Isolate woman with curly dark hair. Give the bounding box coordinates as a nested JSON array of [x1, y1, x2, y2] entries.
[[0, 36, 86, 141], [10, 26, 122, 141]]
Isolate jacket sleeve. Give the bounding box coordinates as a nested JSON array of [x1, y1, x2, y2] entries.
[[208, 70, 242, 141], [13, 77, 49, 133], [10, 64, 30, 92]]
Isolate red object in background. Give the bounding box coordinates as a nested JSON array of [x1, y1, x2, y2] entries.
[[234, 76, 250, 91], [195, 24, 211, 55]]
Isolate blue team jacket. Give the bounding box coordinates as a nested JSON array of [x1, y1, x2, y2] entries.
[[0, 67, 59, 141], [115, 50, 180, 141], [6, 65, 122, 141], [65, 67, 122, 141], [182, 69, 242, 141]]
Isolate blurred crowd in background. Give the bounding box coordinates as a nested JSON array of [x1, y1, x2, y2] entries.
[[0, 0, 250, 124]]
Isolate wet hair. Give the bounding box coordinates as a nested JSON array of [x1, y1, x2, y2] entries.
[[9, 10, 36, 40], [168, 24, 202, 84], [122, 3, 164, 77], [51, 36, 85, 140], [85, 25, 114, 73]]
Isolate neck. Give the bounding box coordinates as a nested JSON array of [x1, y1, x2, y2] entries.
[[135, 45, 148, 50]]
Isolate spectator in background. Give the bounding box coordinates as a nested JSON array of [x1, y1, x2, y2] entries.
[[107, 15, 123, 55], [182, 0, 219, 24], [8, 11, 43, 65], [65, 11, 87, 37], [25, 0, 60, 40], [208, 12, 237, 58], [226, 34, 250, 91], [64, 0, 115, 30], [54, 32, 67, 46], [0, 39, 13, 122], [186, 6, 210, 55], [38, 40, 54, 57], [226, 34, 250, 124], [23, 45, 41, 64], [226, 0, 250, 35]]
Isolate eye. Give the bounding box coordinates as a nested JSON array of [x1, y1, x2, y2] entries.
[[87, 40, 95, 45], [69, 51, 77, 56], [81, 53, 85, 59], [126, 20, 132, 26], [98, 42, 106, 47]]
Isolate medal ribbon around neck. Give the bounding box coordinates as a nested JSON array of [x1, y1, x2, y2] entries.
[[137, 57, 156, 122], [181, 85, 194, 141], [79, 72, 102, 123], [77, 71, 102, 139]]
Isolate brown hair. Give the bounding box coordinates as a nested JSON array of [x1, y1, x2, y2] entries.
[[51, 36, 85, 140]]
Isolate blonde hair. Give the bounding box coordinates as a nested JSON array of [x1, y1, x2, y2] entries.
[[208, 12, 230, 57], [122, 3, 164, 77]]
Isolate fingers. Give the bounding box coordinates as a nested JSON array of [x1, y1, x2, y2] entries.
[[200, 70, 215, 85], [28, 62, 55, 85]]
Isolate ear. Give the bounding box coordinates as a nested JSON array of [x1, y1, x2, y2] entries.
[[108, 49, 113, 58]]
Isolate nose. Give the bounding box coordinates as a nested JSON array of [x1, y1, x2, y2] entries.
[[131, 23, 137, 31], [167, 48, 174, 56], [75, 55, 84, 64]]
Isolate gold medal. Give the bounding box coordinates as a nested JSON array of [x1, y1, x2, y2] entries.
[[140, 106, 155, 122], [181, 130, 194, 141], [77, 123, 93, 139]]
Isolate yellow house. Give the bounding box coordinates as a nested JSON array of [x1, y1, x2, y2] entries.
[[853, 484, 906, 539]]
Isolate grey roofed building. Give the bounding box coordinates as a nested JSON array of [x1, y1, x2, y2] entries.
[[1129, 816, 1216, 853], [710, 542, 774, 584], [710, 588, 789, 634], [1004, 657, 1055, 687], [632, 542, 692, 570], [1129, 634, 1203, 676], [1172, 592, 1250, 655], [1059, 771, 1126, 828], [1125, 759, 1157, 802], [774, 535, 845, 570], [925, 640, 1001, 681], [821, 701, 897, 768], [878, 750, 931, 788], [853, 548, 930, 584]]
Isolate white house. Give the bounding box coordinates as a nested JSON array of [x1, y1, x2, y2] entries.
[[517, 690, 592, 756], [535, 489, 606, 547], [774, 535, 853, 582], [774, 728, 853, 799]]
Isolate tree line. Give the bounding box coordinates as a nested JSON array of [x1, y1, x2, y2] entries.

...

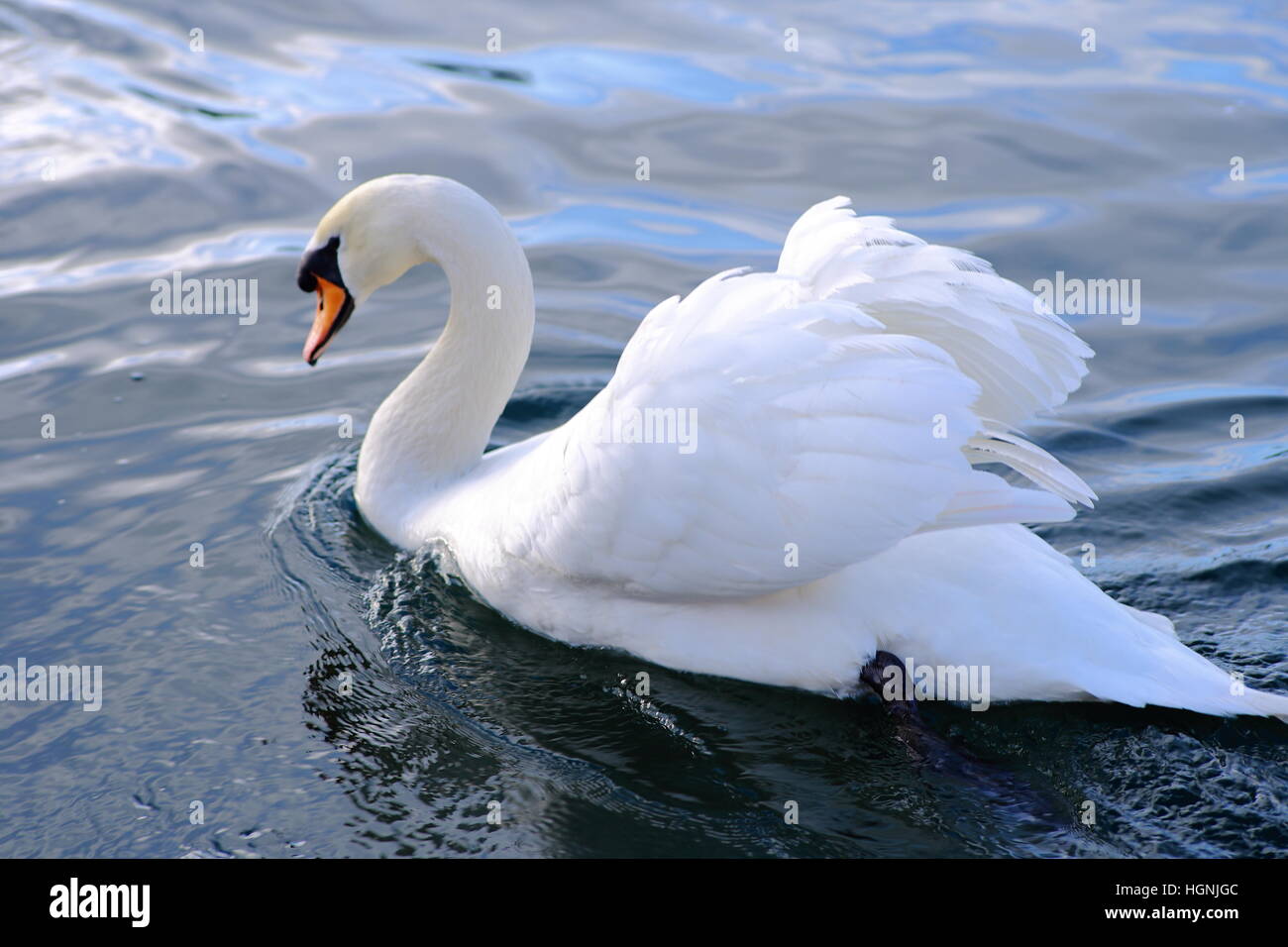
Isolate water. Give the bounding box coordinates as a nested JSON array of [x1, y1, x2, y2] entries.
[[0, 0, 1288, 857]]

Stated goal: Can you lay out the records as a two-column CSV with the headers label_task and coordinates, one row per record, each field in double quotes and any line breaks changed to spaces? Start at the line that has "Isolate nose. Give" and stop after the line that has "[[853, 484, 906, 539]]".

Worked answer:
label_task,coordinates
"Isolate nose. Give the bounding box coordinates as a nested JSON array of [x1, y1, x2, y2] entries.","[[131, 23, 137, 31], [167, 48, 174, 56], [75, 55, 84, 64]]"
"Isolate gold medal. Give the bounding box coordinates as a nested JSON array of [x1, y1, x2, y2] entries.","[[140, 106, 155, 122], [181, 130, 194, 141], [77, 123, 93, 139]]"
"Isolate yellow house. Give the bounding box coordinates as a nested JSON array of [x1, y1, x2, y2] entries.","[[853, 484, 906, 539]]"